[Exercise description]:
Quote exactly, and only, the lines from the one with "the man with" through the end of the listing.

[Information provided]:
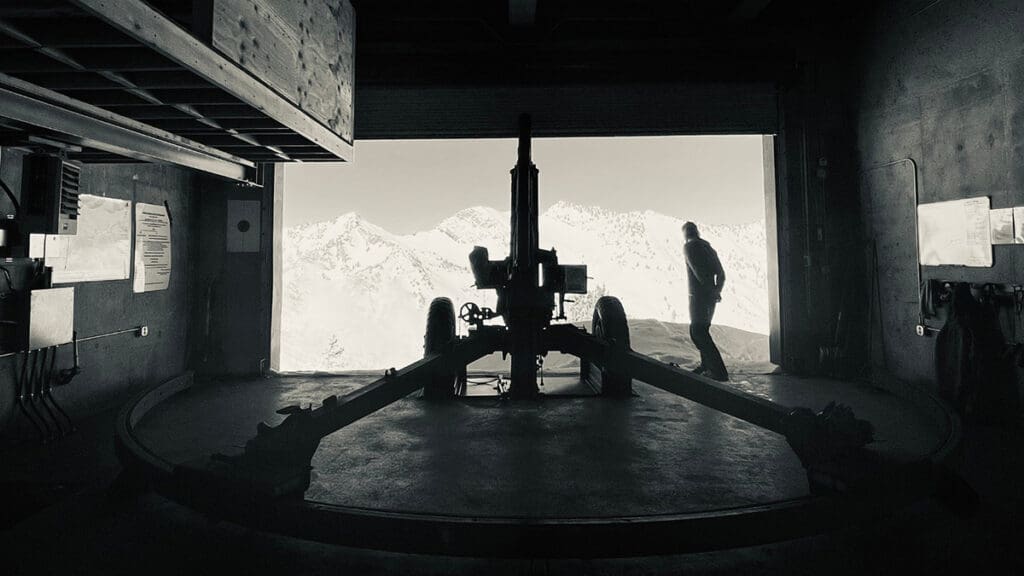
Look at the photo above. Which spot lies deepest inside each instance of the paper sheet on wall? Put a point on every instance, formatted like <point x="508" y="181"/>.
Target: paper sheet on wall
<point x="100" y="250"/>
<point x="955" y="233"/>
<point x="1019" y="224"/>
<point x="1001" y="221"/>
<point x="153" y="248"/>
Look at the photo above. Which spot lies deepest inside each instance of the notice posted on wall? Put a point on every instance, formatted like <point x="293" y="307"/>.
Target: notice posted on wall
<point x="100" y="249"/>
<point x="955" y="233"/>
<point x="153" y="248"/>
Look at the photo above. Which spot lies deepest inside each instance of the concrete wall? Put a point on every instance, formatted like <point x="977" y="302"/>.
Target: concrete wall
<point x="941" y="84"/>
<point x="114" y="366"/>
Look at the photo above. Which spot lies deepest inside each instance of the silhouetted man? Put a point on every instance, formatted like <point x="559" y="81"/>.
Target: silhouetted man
<point x="706" y="280"/>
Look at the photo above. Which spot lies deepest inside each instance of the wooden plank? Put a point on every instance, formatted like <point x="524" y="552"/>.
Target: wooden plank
<point x="112" y="118"/>
<point x="74" y="127"/>
<point x="303" y="50"/>
<point x="153" y="29"/>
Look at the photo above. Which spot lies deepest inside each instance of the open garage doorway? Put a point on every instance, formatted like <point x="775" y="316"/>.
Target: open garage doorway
<point x="368" y="245"/>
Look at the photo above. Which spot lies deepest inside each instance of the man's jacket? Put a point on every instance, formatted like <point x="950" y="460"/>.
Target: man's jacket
<point x="704" y="271"/>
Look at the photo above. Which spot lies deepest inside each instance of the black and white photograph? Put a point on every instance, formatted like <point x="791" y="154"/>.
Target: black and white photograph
<point x="511" y="287"/>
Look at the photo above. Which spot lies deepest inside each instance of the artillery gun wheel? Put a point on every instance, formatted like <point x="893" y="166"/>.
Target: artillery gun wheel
<point x="438" y="338"/>
<point x="609" y="322"/>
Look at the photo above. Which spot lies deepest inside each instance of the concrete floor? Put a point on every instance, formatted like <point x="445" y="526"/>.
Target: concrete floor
<point x="95" y="530"/>
<point x="573" y="456"/>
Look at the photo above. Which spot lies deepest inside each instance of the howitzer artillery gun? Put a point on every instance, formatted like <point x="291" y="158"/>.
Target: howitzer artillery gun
<point x="833" y="445"/>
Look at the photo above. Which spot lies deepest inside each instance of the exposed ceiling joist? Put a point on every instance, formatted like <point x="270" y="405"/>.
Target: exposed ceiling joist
<point x="750" y="9"/>
<point x="522" y="12"/>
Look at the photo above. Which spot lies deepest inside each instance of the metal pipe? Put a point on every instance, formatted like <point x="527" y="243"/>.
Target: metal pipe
<point x="46" y="385"/>
<point x="916" y="236"/>
<point x="41" y="396"/>
<point x="75" y="341"/>
<point x="20" y="395"/>
<point x="44" y="428"/>
<point x="49" y="388"/>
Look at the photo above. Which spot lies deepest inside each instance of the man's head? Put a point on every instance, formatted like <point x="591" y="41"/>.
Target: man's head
<point x="690" y="231"/>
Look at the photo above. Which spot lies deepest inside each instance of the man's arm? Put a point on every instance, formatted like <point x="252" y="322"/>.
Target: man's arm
<point x="697" y="262"/>
<point x="719" y="271"/>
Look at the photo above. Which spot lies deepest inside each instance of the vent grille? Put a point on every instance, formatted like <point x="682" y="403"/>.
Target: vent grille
<point x="71" y="177"/>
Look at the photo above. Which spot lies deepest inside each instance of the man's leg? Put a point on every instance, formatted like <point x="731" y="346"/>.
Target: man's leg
<point x="701" y="313"/>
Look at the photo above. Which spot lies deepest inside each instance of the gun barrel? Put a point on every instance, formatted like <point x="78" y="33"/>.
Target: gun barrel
<point x="525" y="129"/>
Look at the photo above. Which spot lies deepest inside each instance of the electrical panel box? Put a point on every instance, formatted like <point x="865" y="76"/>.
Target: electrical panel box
<point x="50" y="188"/>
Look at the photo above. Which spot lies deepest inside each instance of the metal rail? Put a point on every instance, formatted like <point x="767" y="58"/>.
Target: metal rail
<point x="85" y="339"/>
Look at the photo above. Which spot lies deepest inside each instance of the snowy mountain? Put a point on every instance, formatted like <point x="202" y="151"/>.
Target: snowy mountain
<point x="356" y="295"/>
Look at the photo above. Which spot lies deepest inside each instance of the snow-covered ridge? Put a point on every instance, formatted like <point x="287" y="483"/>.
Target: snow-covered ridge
<point x="355" y="295"/>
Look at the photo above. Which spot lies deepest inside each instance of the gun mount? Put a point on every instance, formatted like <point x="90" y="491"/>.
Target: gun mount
<point x="833" y="445"/>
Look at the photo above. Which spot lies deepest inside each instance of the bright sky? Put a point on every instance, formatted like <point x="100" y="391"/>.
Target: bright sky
<point x="409" y="186"/>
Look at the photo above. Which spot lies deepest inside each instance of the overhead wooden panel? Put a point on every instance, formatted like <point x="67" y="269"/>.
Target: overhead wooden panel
<point x="304" y="50"/>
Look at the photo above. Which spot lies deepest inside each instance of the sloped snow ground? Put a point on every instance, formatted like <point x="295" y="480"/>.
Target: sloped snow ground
<point x="355" y="295"/>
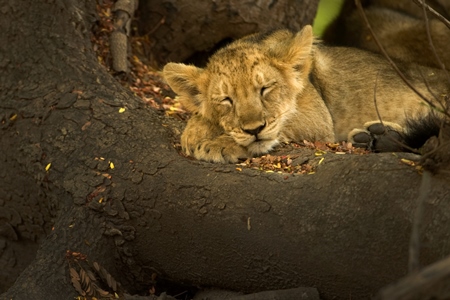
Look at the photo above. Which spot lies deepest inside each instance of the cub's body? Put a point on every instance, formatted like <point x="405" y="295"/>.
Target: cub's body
<point x="265" y="89"/>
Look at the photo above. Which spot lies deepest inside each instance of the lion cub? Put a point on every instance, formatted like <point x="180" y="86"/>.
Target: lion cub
<point x="265" y="89"/>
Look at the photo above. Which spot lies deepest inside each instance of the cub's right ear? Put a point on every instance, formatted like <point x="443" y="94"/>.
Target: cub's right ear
<point x="183" y="80"/>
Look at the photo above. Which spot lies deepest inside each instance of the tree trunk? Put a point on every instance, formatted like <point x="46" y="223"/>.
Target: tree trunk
<point x="78" y="175"/>
<point x="180" y="29"/>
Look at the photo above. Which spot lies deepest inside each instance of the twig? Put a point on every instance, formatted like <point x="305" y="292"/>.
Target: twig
<point x="430" y="9"/>
<point x="409" y="286"/>
<point x="430" y="40"/>
<point x="386" y="55"/>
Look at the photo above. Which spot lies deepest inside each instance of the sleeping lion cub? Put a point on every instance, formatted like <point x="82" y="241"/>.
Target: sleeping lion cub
<point x="265" y="89"/>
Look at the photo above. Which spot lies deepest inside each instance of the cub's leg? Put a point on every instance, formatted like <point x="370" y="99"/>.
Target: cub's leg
<point x="206" y="141"/>
<point x="379" y="137"/>
<point x="391" y="137"/>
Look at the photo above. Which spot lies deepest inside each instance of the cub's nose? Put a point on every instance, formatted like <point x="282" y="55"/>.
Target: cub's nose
<point x="255" y="131"/>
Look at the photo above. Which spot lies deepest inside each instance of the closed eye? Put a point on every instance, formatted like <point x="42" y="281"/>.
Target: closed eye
<point x="267" y="87"/>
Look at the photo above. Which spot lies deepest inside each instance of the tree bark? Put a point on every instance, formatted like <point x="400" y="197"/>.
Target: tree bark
<point x="79" y="175"/>
<point x="179" y="29"/>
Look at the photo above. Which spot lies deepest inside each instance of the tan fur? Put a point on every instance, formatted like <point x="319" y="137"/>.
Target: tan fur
<point x="263" y="90"/>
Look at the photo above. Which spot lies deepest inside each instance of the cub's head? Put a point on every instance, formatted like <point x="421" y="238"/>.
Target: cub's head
<point x="249" y="88"/>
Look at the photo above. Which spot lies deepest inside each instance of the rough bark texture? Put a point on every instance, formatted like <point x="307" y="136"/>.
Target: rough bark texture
<point x="344" y="229"/>
<point x="180" y="28"/>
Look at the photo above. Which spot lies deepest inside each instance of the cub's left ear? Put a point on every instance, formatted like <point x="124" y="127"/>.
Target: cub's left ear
<point x="183" y="80"/>
<point x="296" y="49"/>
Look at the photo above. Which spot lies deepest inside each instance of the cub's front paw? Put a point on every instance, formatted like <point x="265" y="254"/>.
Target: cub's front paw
<point x="218" y="150"/>
<point x="378" y="137"/>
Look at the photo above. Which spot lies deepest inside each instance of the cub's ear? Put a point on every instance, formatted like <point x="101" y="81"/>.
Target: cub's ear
<point x="183" y="80"/>
<point x="296" y="50"/>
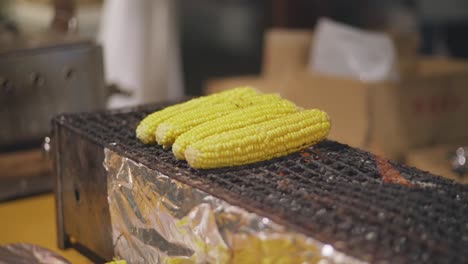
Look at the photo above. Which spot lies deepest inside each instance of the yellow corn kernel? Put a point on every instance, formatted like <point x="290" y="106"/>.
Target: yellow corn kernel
<point x="239" y="118"/>
<point x="259" y="142"/>
<point x="147" y="127"/>
<point x="168" y="131"/>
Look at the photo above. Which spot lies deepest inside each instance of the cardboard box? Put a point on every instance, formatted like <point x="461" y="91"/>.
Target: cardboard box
<point x="435" y="159"/>
<point x="429" y="105"/>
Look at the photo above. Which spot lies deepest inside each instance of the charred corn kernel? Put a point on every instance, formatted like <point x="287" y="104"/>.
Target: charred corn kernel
<point x="168" y="131"/>
<point x="147" y="127"/>
<point x="259" y="142"/>
<point x="237" y="119"/>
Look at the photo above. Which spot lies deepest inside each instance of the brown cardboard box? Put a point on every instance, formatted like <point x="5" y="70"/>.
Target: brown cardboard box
<point x="429" y="105"/>
<point x="435" y="159"/>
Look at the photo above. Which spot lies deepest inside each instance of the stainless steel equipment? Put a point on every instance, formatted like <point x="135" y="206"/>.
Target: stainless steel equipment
<point x="41" y="78"/>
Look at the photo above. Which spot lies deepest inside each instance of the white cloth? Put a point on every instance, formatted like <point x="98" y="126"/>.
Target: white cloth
<point x="341" y="50"/>
<point x="141" y="50"/>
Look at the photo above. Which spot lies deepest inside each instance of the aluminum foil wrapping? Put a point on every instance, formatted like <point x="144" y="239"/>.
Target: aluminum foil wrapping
<point x="21" y="253"/>
<point x="156" y="219"/>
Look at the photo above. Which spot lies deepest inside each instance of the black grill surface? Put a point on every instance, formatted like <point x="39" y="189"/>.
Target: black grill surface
<point x="365" y="206"/>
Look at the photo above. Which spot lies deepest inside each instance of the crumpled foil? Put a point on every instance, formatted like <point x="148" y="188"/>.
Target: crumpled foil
<point x="27" y="253"/>
<point x="156" y="219"/>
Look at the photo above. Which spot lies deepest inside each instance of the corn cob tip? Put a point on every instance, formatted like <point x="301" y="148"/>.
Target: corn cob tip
<point x="191" y="155"/>
<point x="142" y="136"/>
<point x="177" y="150"/>
<point x="161" y="135"/>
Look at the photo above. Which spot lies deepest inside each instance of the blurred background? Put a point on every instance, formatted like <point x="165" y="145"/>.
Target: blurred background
<point x="83" y="55"/>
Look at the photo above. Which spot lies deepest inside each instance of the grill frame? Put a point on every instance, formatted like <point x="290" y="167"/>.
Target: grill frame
<point x="307" y="181"/>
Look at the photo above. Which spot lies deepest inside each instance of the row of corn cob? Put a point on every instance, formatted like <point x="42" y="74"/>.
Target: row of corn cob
<point x="234" y="127"/>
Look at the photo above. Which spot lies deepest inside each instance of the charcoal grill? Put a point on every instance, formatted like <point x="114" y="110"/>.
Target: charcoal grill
<point x="367" y="207"/>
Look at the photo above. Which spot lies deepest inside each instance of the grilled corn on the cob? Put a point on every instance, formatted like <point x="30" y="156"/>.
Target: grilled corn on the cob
<point x="236" y="119"/>
<point x="259" y="142"/>
<point x="169" y="130"/>
<point x="147" y="127"/>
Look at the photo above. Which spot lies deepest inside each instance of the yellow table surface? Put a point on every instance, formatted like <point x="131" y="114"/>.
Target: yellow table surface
<point x="32" y="220"/>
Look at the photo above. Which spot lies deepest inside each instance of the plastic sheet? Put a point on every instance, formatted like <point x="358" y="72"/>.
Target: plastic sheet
<point x="156" y="219"/>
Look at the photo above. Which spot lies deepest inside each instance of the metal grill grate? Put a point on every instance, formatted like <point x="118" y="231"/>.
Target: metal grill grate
<point x="376" y="210"/>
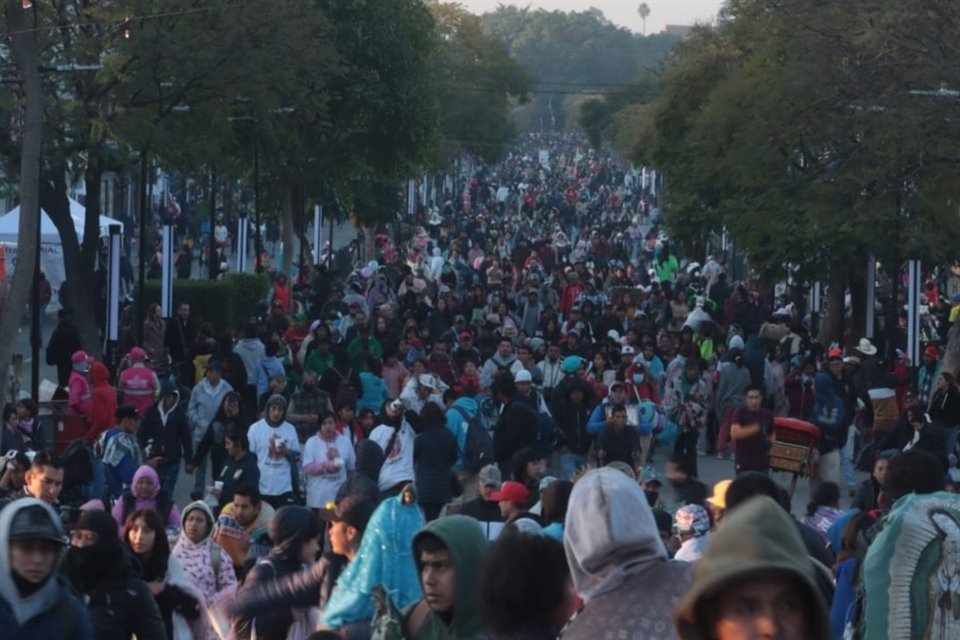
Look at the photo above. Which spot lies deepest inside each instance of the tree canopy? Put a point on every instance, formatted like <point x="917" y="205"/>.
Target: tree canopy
<point x="576" y="52"/>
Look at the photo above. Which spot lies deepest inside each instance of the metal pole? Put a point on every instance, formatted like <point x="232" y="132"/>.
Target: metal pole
<point x="213" y="264"/>
<point x="317" y="233"/>
<point x="913" y="311"/>
<point x="242" y="228"/>
<point x="35" y="337"/>
<point x="256" y="199"/>
<point x="113" y="298"/>
<point x="142" y="257"/>
<point x="166" y="280"/>
<point x="871" y="294"/>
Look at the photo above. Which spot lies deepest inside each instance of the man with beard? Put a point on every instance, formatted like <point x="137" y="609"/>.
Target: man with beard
<point x="35" y="601"/>
<point x="118" y="601"/>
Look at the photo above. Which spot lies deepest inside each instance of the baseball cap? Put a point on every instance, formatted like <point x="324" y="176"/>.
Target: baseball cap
<point x="489" y="476"/>
<point x="692" y="518"/>
<point x="353" y="510"/>
<point x="651" y="475"/>
<point x="80" y="356"/>
<point x="512" y="491"/>
<point x="719" y="497"/>
<point x="36" y="522"/>
<point x="126" y="411"/>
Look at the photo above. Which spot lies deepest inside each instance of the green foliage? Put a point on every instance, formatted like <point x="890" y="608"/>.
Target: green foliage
<point x="250" y="289"/>
<point x="572" y="52"/>
<point x="478" y="82"/>
<point x="798" y="129"/>
<point x="210" y="301"/>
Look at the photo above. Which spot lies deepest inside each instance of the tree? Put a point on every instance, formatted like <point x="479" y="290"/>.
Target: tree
<point x="23" y="47"/>
<point x="801" y="132"/>
<point x="570" y="53"/>
<point x="478" y="82"/>
<point x="644" y="12"/>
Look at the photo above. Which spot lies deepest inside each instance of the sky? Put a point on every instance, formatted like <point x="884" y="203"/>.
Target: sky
<point x="620" y="12"/>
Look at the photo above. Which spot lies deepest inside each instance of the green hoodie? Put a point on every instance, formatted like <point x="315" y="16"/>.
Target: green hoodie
<point x="466" y="541"/>
<point x="756" y="539"/>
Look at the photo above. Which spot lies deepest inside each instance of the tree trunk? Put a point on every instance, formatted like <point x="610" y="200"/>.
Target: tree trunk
<point x="79" y="260"/>
<point x="286" y="212"/>
<point x="951" y="359"/>
<point x="831" y="325"/>
<point x="23" y="46"/>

[Right answer]:
Look at the photo above. Which spot lies deepest inside each instance of the man with beard? Put a point on every instance, formatted like <point x="137" y="609"/>.
Target: man with beard
<point x="35" y="601"/>
<point x="118" y="601"/>
Look at the photo above. Which spot lies deepest inside each instance of the baseball cap? Put a point on every instance, formatted like <point x="324" y="176"/>.
Target: baseball cap
<point x="489" y="476"/>
<point x="692" y="518"/>
<point x="353" y="510"/>
<point x="651" y="475"/>
<point x="80" y="356"/>
<point x="512" y="491"/>
<point x="719" y="497"/>
<point x="36" y="522"/>
<point x="126" y="411"/>
Look at the photo above. Which spot lies deepest inside each instance of the green foliage? Put a point on every instance, formatted like <point x="890" y="608"/>.
Target: green foliage
<point x="250" y="289"/>
<point x="572" y="52"/>
<point x="478" y="82"/>
<point x="798" y="129"/>
<point x="210" y="301"/>
Look at the photo above. Which spot lies deepest inside each instance of the tree? Put a point on every instance, formatted like <point x="479" y="290"/>.
Target: tree
<point x="23" y="47"/>
<point x="801" y="132"/>
<point x="570" y="53"/>
<point x="478" y="82"/>
<point x="644" y="12"/>
Look at the photo above. Which spot lies deepest inside each instance of the sky? Put a point on every instance, formatted like <point x="884" y="203"/>.
Target: sky
<point x="620" y="12"/>
Look at the photo above. Which spot lies deepest inside each instance of the green hoodie? Put a point on every instance, formatted like <point x="315" y="16"/>.
Target: green hoodie
<point x="466" y="541"/>
<point x="756" y="539"/>
Look at the photo above. Which spot lies deepest inside each instance of the tree trunk? Put a point on every instance, formatted like <point x="610" y="200"/>.
Target: tree trunk
<point x="79" y="260"/>
<point x="286" y="212"/>
<point x="951" y="359"/>
<point x="831" y="325"/>
<point x="23" y="46"/>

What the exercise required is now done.